Go through the entries below. Copy out every line that contains "mist".

Image-backed grounding data
________________________________________
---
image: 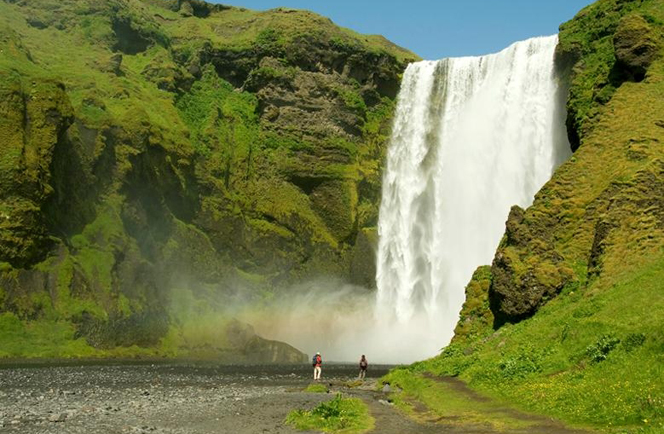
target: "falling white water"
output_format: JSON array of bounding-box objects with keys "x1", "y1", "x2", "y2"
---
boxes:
[{"x1": 373, "y1": 35, "x2": 571, "y2": 361}]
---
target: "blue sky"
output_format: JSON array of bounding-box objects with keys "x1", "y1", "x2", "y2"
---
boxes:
[{"x1": 210, "y1": 0, "x2": 596, "y2": 60}]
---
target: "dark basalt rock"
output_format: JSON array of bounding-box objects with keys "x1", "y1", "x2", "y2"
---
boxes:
[
  {"x1": 488, "y1": 206, "x2": 573, "y2": 327},
  {"x1": 349, "y1": 228, "x2": 377, "y2": 289},
  {"x1": 613, "y1": 14, "x2": 662, "y2": 82},
  {"x1": 587, "y1": 219, "x2": 616, "y2": 279},
  {"x1": 25, "y1": 17, "x2": 47, "y2": 29},
  {"x1": 176, "y1": 0, "x2": 231, "y2": 17},
  {"x1": 0, "y1": 78, "x2": 74, "y2": 268},
  {"x1": 111, "y1": 17, "x2": 152, "y2": 55},
  {"x1": 108, "y1": 53, "x2": 123, "y2": 76}
]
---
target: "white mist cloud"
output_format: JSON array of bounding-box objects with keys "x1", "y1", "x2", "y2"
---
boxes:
[{"x1": 238, "y1": 278, "x2": 451, "y2": 364}]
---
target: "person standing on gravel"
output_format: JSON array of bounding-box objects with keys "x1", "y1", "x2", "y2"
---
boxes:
[
  {"x1": 358, "y1": 355, "x2": 368, "y2": 380},
  {"x1": 312, "y1": 352, "x2": 322, "y2": 380}
]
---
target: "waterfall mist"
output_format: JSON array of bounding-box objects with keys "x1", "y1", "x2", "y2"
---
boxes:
[
  {"x1": 247, "y1": 35, "x2": 571, "y2": 364},
  {"x1": 241, "y1": 280, "x2": 445, "y2": 364}
]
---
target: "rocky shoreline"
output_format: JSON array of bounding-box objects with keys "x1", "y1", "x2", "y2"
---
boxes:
[{"x1": 0, "y1": 362, "x2": 392, "y2": 434}]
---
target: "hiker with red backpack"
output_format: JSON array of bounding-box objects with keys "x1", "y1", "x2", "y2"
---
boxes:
[{"x1": 312, "y1": 352, "x2": 322, "y2": 380}]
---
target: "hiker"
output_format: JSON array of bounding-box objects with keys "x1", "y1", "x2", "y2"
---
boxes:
[
  {"x1": 358, "y1": 355, "x2": 368, "y2": 380},
  {"x1": 312, "y1": 352, "x2": 322, "y2": 380}
]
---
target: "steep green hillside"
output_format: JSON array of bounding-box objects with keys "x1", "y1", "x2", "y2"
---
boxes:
[
  {"x1": 386, "y1": 0, "x2": 664, "y2": 432},
  {"x1": 0, "y1": 0, "x2": 417, "y2": 359}
]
________________________________________
__Task result__:
target: "white mist cloud"
target: "waterfall mist"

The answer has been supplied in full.